## 要求内容
すべての項目について、各行を一字一句変えずにそのまま抽出せよ。

## 元の項目
━━━
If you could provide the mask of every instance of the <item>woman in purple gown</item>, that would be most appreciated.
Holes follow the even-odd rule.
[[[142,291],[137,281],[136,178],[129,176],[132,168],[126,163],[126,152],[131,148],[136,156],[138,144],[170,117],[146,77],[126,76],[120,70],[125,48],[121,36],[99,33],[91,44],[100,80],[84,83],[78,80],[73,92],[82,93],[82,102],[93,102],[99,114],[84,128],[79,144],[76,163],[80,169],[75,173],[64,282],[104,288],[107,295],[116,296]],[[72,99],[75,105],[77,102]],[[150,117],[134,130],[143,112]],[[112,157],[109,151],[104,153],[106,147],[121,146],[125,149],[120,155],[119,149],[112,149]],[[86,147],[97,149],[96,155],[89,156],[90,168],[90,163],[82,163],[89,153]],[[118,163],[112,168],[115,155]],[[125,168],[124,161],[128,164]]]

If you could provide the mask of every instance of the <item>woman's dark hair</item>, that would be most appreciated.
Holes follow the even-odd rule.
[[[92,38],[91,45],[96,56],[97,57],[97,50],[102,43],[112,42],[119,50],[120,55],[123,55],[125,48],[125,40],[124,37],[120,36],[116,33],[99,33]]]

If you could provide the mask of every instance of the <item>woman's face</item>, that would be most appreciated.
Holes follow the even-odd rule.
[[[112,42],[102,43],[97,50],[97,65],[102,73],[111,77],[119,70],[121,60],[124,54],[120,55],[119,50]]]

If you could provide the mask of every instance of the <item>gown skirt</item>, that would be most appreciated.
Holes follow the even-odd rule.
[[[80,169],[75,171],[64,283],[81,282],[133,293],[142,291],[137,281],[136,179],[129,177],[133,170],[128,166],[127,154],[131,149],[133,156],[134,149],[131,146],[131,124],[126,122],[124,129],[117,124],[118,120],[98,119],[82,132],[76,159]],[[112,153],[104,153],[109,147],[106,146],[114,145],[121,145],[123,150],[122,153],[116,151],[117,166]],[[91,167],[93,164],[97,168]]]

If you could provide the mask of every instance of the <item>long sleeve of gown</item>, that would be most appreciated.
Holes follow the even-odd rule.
━━━
## 解答
If you could provide the mask of every instance of the <item>woman in purple gown</item>, that would be most appreciated.
Holes follow the even-odd rule.
[[[142,291],[137,281],[136,178],[129,176],[132,168],[126,163],[126,152],[131,148],[136,156],[138,144],[170,117],[146,77],[126,76],[120,70],[125,48],[121,36],[99,33],[91,44],[100,80],[84,83],[78,80],[73,92],[82,93],[82,102],[93,102],[99,114],[84,128],[79,144],[76,163],[80,169],[75,173],[64,282],[104,288],[107,295],[116,296]],[[72,99],[75,105],[77,102]],[[150,117],[134,130],[143,112]],[[112,157],[109,151],[104,153],[106,147],[121,146],[125,149],[120,155],[119,149],[112,149]],[[86,147],[97,149],[96,155],[89,156],[90,168],[90,163],[82,163],[89,153]],[[118,163],[112,168],[115,155]],[[125,168],[124,161],[128,164]]]

If you could provide the mask of every instance of the <item>woman's dark hair</item>, that would be most appreciated.
Holes follow the even-odd rule.
[[[92,38],[91,45],[96,56],[97,57],[97,50],[102,43],[112,42],[119,50],[120,55],[123,55],[125,48],[125,40],[124,37],[120,36],[116,33],[99,33]]]

If you could provide the mask of every instance of the <item>woman's face</item>, that would be most appreciated.
Holes follow the even-odd rule.
[[[112,42],[102,43],[97,50],[97,65],[102,73],[111,77],[119,70],[121,60],[124,54],[120,55],[119,50]]]

If you could provide the mask of every instance of the <item>gown skirt</item>, that would be most appreciated.
Holes follow the even-odd rule.
[[[80,169],[75,171],[64,283],[81,282],[133,293],[142,291],[137,281],[136,179],[129,177],[133,170],[128,166],[127,154],[131,149],[133,156],[134,149],[131,146],[131,124],[126,122],[124,129],[117,124],[118,120],[98,119],[82,132],[76,159]],[[112,153],[104,153],[109,147],[106,146],[114,145],[121,145],[123,150],[122,153],[116,151],[117,166]],[[91,167],[93,164],[97,168]]]

If you could provide the mask of every instance of the <item>long sleeve of gown</item>, that would be most appreciated.
Holes follow the even-odd rule.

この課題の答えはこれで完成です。